Stored data =

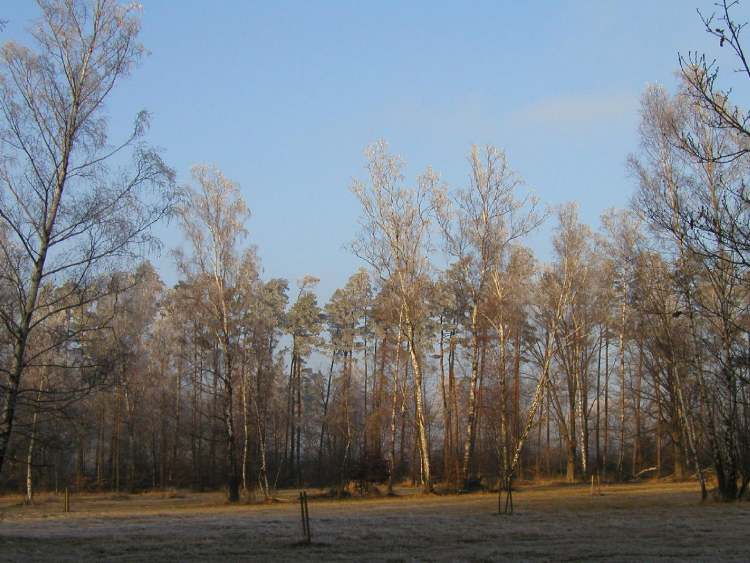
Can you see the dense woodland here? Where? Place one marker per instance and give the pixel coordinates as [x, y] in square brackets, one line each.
[454, 358]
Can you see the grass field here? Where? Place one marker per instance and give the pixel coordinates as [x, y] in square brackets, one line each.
[554, 522]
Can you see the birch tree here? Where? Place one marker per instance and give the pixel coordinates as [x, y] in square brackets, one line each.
[394, 240]
[68, 213]
[213, 220]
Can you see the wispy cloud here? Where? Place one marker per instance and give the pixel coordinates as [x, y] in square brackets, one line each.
[585, 109]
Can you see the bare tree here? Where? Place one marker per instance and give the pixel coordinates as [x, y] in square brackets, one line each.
[66, 211]
[213, 219]
[395, 229]
[478, 226]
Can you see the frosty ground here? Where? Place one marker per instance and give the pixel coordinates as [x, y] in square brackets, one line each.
[554, 522]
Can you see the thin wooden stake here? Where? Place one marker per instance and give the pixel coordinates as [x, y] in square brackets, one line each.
[305, 513]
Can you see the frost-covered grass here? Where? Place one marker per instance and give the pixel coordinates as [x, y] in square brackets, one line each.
[628, 522]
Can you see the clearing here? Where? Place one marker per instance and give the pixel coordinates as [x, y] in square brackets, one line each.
[627, 522]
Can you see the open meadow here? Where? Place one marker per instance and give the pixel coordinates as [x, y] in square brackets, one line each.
[555, 522]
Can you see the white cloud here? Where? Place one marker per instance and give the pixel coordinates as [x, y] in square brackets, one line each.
[576, 110]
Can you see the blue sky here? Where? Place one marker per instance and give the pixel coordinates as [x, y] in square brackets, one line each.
[284, 96]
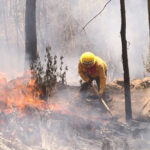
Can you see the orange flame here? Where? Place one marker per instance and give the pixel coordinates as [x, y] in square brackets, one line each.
[18, 94]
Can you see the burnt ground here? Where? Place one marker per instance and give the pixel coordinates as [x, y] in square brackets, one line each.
[81, 123]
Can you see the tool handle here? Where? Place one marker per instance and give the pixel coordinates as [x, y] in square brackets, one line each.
[102, 100]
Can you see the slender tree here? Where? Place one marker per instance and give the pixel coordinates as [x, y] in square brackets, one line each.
[128, 109]
[30, 32]
[148, 3]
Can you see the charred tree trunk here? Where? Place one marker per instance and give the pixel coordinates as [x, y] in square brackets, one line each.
[30, 33]
[128, 109]
[148, 3]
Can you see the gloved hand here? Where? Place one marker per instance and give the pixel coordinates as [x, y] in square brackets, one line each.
[89, 82]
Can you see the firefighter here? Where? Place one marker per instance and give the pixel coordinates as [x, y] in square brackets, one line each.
[91, 68]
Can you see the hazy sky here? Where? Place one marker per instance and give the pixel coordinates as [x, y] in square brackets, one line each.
[64, 17]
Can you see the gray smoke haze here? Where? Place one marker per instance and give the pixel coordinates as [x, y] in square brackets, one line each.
[59, 24]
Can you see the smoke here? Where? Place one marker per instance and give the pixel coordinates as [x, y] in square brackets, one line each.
[59, 25]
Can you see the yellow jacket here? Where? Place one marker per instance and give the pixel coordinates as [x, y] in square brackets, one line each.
[98, 70]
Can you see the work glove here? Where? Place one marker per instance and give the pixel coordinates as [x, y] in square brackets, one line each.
[89, 82]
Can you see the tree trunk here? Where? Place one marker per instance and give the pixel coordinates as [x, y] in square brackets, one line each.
[30, 33]
[128, 109]
[148, 3]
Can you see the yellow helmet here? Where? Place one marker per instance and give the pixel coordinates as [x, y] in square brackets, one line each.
[88, 59]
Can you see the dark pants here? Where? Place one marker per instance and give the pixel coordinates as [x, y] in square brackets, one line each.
[85, 86]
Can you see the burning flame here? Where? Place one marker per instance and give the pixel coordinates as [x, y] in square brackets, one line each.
[18, 94]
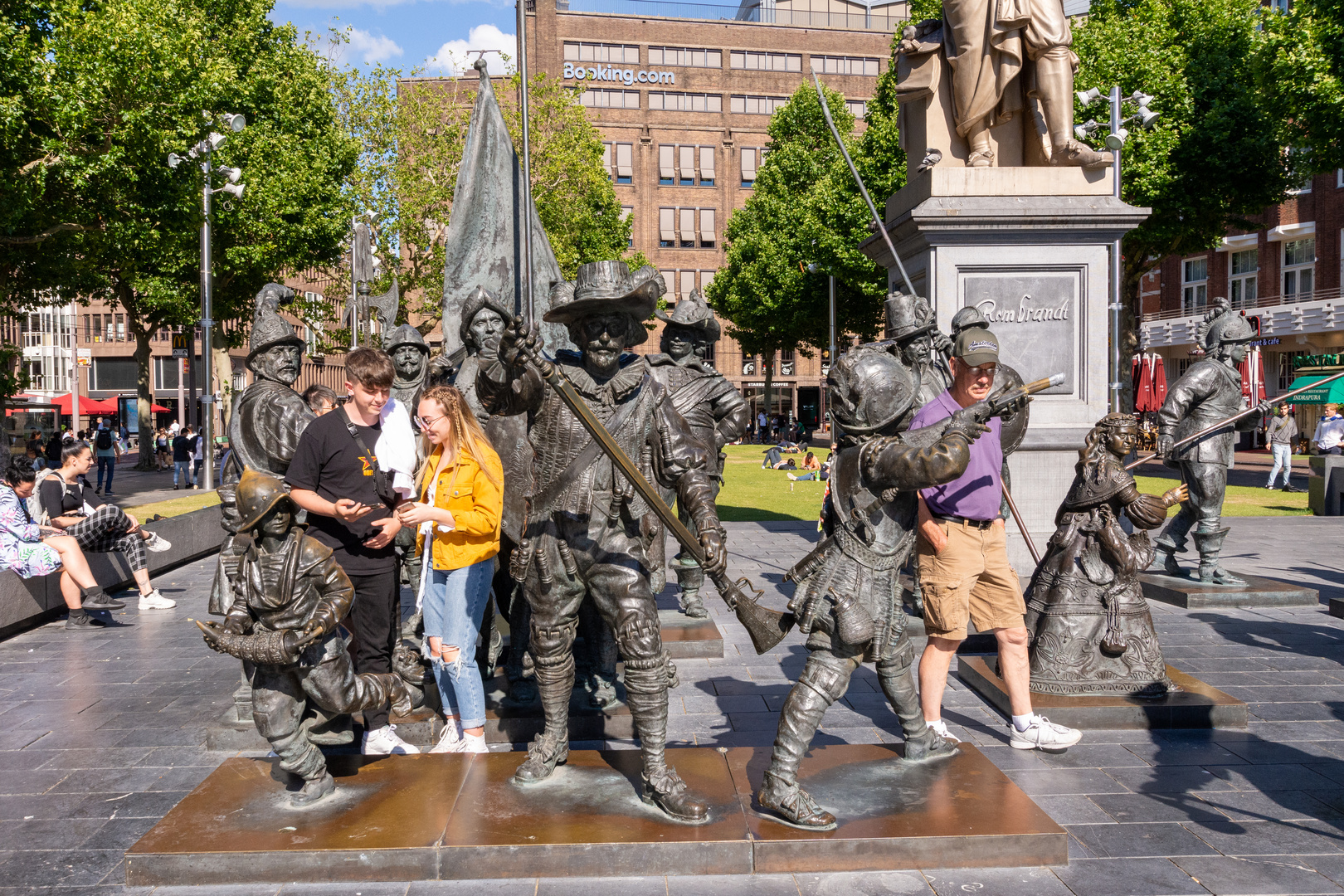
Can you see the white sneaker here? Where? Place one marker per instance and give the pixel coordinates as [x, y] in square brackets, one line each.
[941, 727]
[383, 742]
[450, 740]
[1045, 735]
[155, 601]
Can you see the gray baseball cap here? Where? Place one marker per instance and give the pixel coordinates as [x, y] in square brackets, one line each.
[976, 347]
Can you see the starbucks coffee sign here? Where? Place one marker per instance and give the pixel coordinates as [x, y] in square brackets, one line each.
[628, 77]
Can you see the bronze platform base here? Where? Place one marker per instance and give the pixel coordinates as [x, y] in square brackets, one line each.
[450, 816]
[1259, 592]
[1195, 705]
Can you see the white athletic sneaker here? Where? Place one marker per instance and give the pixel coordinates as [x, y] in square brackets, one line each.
[450, 740]
[383, 742]
[941, 727]
[155, 601]
[1045, 735]
[156, 543]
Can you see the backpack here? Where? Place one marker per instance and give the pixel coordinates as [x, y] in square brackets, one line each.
[34, 501]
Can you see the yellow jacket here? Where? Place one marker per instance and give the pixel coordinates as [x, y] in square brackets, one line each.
[476, 505]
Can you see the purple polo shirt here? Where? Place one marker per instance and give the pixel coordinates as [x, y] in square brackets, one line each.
[976, 494]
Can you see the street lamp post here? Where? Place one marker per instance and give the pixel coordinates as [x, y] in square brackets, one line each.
[205, 151]
[1116, 141]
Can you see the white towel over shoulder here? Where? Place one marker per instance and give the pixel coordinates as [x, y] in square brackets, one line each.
[396, 449]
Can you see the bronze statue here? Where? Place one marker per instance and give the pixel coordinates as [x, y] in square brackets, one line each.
[290, 594]
[1090, 626]
[714, 409]
[582, 539]
[847, 586]
[1209, 392]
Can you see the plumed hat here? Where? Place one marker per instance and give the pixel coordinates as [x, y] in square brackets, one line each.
[693, 312]
[269, 328]
[481, 299]
[908, 316]
[608, 288]
[869, 390]
[257, 496]
[403, 334]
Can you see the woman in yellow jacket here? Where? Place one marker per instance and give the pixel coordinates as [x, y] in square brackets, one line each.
[461, 501]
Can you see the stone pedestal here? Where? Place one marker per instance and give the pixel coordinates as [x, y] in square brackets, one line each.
[1031, 249]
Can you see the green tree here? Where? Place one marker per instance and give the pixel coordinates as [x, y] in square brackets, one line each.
[125, 85]
[1215, 158]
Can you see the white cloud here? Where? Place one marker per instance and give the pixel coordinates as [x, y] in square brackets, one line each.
[453, 58]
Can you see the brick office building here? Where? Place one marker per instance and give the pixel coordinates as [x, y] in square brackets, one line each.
[683, 100]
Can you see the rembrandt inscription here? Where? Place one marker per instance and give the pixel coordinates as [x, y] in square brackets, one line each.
[1035, 317]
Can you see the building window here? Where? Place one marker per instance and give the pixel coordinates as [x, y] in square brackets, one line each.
[1242, 281]
[598, 99]
[1194, 285]
[765, 61]
[1298, 269]
[601, 52]
[756, 105]
[693, 56]
[749, 165]
[845, 65]
[686, 101]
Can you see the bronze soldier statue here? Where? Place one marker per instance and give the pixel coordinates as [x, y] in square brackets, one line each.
[288, 597]
[1090, 626]
[582, 538]
[1207, 392]
[715, 410]
[845, 598]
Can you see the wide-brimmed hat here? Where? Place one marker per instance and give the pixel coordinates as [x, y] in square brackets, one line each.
[908, 316]
[403, 334]
[608, 288]
[258, 494]
[269, 328]
[480, 299]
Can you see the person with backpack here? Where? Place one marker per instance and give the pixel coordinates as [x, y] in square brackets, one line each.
[108, 450]
[99, 527]
[32, 550]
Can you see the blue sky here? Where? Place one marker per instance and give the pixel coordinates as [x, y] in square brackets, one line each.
[409, 34]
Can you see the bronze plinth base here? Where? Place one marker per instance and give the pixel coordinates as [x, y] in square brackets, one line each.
[1259, 592]
[450, 816]
[1195, 705]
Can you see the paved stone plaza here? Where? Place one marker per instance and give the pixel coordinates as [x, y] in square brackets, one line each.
[102, 733]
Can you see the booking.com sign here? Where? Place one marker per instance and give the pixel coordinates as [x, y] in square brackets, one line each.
[626, 77]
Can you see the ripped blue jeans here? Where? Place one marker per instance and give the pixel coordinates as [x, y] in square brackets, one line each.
[455, 602]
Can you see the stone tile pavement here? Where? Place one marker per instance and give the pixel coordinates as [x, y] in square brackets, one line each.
[102, 733]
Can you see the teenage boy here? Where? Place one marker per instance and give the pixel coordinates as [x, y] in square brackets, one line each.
[336, 479]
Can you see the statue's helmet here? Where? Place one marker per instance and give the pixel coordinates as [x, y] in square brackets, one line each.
[908, 316]
[869, 390]
[269, 328]
[258, 494]
[403, 334]
[1224, 327]
[967, 319]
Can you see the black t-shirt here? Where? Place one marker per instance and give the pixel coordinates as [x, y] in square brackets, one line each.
[329, 462]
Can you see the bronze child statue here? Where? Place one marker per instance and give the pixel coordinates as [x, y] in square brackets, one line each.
[290, 594]
[1092, 631]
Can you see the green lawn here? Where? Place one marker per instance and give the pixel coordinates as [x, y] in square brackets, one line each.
[753, 494]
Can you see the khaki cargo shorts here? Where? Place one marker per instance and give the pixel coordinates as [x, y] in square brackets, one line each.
[969, 579]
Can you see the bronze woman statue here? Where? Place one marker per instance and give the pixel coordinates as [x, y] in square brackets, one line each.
[1092, 631]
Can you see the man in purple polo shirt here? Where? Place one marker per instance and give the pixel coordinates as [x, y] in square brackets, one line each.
[964, 559]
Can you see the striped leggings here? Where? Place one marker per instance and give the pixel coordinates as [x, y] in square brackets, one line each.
[108, 529]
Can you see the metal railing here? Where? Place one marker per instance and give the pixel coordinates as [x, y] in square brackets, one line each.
[796, 12]
[1264, 301]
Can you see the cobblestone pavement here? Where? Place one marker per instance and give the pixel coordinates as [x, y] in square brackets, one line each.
[102, 733]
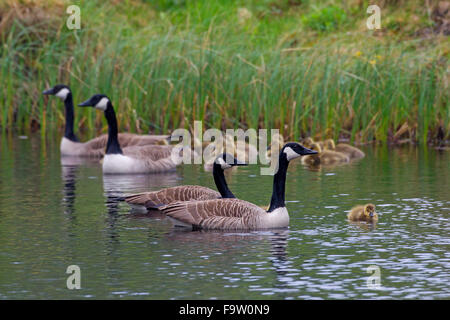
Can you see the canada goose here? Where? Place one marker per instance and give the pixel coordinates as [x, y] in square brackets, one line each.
[325, 157]
[363, 213]
[70, 145]
[275, 144]
[235, 214]
[307, 142]
[132, 159]
[155, 199]
[350, 151]
[216, 148]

What to do = Leave out the pictures, and write out exactly the lines from the one containing "Can you see the metal" through the last line of the listing, both included.

Result of the task =
Can you see the metal railing here? Where? Place one marker per instance and give the pixel coordinates as [x, y] in square brackets, one line each.
[796, 12]
[1264, 301]
Can you see the cobblestone pavement here? Where? Place one marker per instance and give the pixel coordinates as [x, y] in square brackets, one line each.
[102, 733]
Can you see the canada goose here? Where? Place one marker per instance and give the pixel coordinates as [x, y] in square brackets, one line each.
[325, 157]
[363, 213]
[70, 145]
[275, 144]
[235, 214]
[307, 142]
[132, 159]
[155, 199]
[350, 151]
[216, 148]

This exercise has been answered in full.